Data provided:

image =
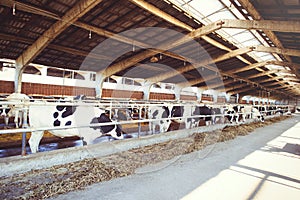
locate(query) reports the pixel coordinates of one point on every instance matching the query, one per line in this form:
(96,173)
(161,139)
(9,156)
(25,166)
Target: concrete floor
(262,165)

What is required: Render the lines above as a numbered list, leaving out blank lines and the pictures.

Correct result:
1. image =
2. locate(query) reports the pixel coordinates of one point on every instance matching the query, one per line in this form:
3. (96,173)
4. (161,139)
5. (9,156)
6. (25,166)
7. Target: concrete floor
8. (262,165)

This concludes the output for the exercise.